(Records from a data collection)
*-*-*
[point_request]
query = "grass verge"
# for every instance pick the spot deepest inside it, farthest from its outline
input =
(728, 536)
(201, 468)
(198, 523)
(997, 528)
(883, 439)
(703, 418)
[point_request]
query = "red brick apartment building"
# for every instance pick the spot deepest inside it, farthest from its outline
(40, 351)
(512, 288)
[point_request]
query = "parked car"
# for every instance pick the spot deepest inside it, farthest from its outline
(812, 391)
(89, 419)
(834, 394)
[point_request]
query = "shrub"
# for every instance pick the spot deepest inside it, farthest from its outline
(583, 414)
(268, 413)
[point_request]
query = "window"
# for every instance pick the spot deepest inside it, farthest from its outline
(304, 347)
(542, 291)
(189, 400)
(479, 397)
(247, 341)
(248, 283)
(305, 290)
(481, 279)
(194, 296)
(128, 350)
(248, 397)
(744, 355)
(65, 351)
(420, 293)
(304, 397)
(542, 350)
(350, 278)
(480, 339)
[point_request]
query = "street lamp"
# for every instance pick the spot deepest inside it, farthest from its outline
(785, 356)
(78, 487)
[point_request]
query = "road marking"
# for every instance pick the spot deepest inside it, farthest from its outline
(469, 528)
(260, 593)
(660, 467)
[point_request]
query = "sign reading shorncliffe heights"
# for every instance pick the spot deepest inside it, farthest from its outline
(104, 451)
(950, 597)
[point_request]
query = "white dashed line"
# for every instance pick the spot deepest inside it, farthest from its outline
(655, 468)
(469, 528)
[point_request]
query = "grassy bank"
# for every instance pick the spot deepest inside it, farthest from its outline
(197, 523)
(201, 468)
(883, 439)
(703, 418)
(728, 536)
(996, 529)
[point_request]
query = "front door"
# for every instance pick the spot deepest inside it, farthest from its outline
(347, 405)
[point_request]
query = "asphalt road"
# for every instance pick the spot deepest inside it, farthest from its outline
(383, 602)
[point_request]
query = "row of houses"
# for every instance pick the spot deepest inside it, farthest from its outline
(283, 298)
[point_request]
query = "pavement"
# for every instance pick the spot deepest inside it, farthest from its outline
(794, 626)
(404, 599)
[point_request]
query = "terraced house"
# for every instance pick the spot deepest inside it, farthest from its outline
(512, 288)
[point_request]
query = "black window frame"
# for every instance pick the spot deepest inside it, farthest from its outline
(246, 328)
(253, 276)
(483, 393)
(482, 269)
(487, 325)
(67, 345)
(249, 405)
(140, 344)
*-*-*
Problem description:
Report every line in the records above that contains the string "window", copying each such line in full.

Task response:
query = "window"
query = "black window frame"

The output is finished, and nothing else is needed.